** start **

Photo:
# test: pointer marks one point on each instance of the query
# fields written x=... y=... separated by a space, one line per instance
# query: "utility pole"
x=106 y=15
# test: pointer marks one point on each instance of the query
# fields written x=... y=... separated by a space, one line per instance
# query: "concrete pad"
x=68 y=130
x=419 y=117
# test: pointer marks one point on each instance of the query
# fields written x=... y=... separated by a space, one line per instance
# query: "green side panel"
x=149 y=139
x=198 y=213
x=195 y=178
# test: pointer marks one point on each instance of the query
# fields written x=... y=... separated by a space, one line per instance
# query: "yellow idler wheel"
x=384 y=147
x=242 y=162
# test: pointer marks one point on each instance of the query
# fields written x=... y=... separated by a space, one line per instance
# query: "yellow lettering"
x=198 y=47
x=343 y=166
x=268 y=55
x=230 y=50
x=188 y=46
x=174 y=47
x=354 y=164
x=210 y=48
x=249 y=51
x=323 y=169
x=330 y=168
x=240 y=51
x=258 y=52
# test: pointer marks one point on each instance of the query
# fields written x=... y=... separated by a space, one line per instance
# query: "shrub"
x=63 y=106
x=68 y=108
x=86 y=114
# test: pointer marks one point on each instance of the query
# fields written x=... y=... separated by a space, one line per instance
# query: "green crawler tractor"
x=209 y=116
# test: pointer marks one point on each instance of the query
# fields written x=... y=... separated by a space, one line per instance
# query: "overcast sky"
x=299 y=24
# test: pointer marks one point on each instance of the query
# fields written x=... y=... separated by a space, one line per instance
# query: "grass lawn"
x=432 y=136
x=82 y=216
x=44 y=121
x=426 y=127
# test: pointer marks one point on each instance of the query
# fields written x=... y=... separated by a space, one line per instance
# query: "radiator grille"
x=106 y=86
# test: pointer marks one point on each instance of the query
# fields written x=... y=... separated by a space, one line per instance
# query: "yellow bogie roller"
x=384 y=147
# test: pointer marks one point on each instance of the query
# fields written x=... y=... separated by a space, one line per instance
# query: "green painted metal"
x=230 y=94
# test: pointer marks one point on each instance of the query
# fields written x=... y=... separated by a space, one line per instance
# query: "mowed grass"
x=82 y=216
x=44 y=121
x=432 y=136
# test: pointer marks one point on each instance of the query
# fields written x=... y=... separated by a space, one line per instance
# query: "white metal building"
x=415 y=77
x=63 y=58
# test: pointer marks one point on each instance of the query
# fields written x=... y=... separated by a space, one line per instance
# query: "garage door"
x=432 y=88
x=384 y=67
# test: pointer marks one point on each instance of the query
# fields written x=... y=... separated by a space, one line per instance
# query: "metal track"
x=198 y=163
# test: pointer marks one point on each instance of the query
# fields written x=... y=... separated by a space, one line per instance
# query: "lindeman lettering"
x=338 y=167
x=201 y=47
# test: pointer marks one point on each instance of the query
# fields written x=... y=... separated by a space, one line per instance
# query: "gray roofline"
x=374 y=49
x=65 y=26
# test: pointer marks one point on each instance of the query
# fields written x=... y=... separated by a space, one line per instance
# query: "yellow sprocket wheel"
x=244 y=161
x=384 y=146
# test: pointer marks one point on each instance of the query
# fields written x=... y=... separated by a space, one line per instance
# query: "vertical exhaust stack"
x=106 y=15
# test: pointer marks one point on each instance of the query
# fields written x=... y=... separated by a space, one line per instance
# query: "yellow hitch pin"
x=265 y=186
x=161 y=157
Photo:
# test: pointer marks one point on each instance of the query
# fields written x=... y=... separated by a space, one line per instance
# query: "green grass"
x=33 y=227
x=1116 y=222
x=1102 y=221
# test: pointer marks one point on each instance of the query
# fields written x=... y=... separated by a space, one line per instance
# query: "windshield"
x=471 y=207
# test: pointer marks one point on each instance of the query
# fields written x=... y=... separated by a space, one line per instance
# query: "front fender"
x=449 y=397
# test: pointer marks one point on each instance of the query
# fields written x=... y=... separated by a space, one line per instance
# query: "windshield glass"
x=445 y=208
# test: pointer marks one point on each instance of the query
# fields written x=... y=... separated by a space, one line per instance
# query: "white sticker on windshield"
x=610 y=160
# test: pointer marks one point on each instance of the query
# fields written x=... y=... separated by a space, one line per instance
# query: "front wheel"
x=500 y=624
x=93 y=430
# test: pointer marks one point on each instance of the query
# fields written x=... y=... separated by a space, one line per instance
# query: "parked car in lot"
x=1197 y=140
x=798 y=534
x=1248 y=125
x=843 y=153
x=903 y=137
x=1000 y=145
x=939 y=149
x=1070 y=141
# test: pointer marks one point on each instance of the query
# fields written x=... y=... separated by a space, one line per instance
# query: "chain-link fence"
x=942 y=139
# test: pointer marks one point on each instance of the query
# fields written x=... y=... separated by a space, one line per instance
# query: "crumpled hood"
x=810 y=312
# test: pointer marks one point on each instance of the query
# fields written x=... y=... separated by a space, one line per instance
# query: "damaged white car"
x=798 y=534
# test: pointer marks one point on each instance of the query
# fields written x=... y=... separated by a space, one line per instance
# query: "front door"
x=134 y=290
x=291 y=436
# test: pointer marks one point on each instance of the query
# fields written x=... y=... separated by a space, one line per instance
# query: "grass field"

** end **

> Challenge:
From the records above, extract each line exactly as shown.

> Exercise solution:
Photo:
# test: pointer marks one point on each instance of the query
# fields written x=... y=... separated by a space, one line per instance
# query: "utility pole"
x=106 y=15
# test: pointer marks one point on each instance of the query
# fields written x=... y=... separated by a space, one line per instance
# query: "concrete pad"
x=68 y=130
x=419 y=117
# test: pointer marks one point on each instance of the query
# fields written x=... y=... separated by a space, one line per instance
# query: "green side panel"
x=149 y=139
x=198 y=213
x=195 y=178
# test: pointer marks one point on each instance of the query
# fields written x=... y=... separated by a space, one line per instance
# query: "yellow idler wheel"
x=384 y=147
x=242 y=162
# test: pointer marks one point on each instance of the query
# fields written x=... y=... separated by a space, one line per instance
# query: "yellow lettering"
x=198 y=47
x=343 y=166
x=268 y=55
x=230 y=50
x=188 y=46
x=174 y=47
x=354 y=164
x=210 y=48
x=249 y=51
x=323 y=169
x=330 y=168
x=240 y=51
x=258 y=52
# test: pointer marks one point on each instance of the query
# fields written x=... y=... separated by a space, one line per instance
# query: "shrub"
x=63 y=106
x=68 y=108
x=86 y=114
# test: pointer marks one point on each instance of the query
# fields written x=... y=... separated by a space, one line per instance
# query: "green crawler tractor"
x=209 y=116
# test: pointer marks one point on each instance of the query
# fields written x=... y=... separated by a space, one line per instance
# query: "overcast sky"
x=299 y=24
# test: pointer marks one point on each instance of the query
# fields written x=... y=... separated by a space, one line per instance
# query: "grass lawn"
x=432 y=136
x=82 y=216
x=44 y=121
x=426 y=127
# test: pointer marks one point on each instance of the query
# fields written x=... y=... separated by a space, one line per instance
# query: "radiator grille"
x=106 y=86
# test: pointer marks one point on each instance of the query
# fields written x=... y=... separated by a space, one line per instance
# query: "yellow bogie roller"
x=384 y=147
# test: pointer marks one point on each instance of the query
# fields written x=... y=... separated by a space, one line per instance
# query: "green painted metal"
x=230 y=94
# test: pointer marks one point on each instance of the query
# fields written x=... y=... separated by a space, one line per instance
# query: "mowed grass"
x=82 y=216
x=44 y=121
x=432 y=136
# test: pointer marks one point on each instance of the query
# fields written x=... y=... separated by a space, one line per instance
# query: "white metal building"
x=415 y=77
x=63 y=58
# test: pointer marks one point on each instance of the query
# fields written x=... y=... separated by a space, one line per instance
# query: "garage door"
x=432 y=88
x=384 y=67
# test: pointer marks one point on each instance of the query
# fields written x=... y=... separated by a space, one line per instance
# query: "metal track"
x=198 y=163
# test: pointer marks one point on each instance of the query
# fields written x=... y=... separated by a space, one line per instance
# query: "lindeman lettering"
x=338 y=167
x=201 y=47
# test: pointer marks one point on each instance of the query
# fields written x=... y=... separated by a space, one line per instance
# query: "gray roofline"
x=374 y=49
x=65 y=26
# test: pointer marks one point on each instance of the query
# fields written x=... y=... separated by a space, one line per instance
# query: "yellow sprocket wheel"
x=244 y=161
x=384 y=146
# test: pointer marks one point on each instance of the query
# fields written x=... y=... separated by a space, one line per instance
# query: "vertical exhaust stack"
x=106 y=15
# test: pointer marks one point on each instance of the query
# fields written x=... y=... separated by a space, one line per instance
# query: "yellow hitch pin"
x=265 y=186
x=161 y=157
Photo:
# test: pointer marks one point on each instance of the query
# fields written x=... y=... separated by a space, one line per instance
# query: "green grass"
x=33 y=227
x=1116 y=222
x=1102 y=221
# test: pointer marks one point on each instance of the query
# fields written x=... y=... separated by a space, one line per instance
# query: "windshield"
x=471 y=207
# test: pointer marks one point on each instance of the query
# fields written x=... y=... separated by a space, one line per instance
# query: "front fender"
x=449 y=397
# test: pointer marks one point on each instance of the query
# fields written x=... y=... separated by a space, one line per instance
# query: "windshield glass"
x=445 y=208
# test: pointer marks one point on each instance of the query
# fields written x=... y=... separated by a space, one line per instance
# query: "white sticker on windshield"
x=610 y=160
# test: pointer marks one point on each instance of the query
# fields written x=... y=... separated by a space, one line per instance
# query: "front wheel"
x=500 y=624
x=93 y=430
# test: pointer marks one point on each instance of the query
# fields written x=... y=... separated by a space, one line per instance
# query: "parked car in lot"
x=1197 y=140
x=798 y=534
x=1248 y=125
x=843 y=153
x=903 y=137
x=1000 y=145
x=939 y=149
x=1070 y=141
# test: pointer marks one point on each instance of the query
# fields written x=... y=... separated by a space, one line per instance
# query: "chain-link fence"
x=942 y=139
# test: pointer marks one point on each instance of the query
# fields written x=... y=... separated by a space, one line per instance
# query: "crumpled hood"
x=810 y=312
# test: pointer marks one point on each instance of the query
# fields written x=... y=... separated by a space, one line per instance
# query: "damaged white car"
x=798 y=534
# test: pointer marks one point on each instance of the query
# fields written x=... y=... separated by a space, one line per instance
# query: "front door"
x=134 y=290
x=291 y=436
# test: pointer marks one point on each instance of the query
# fields written x=... y=... separated by a space, one line per instance
# query: "grass field"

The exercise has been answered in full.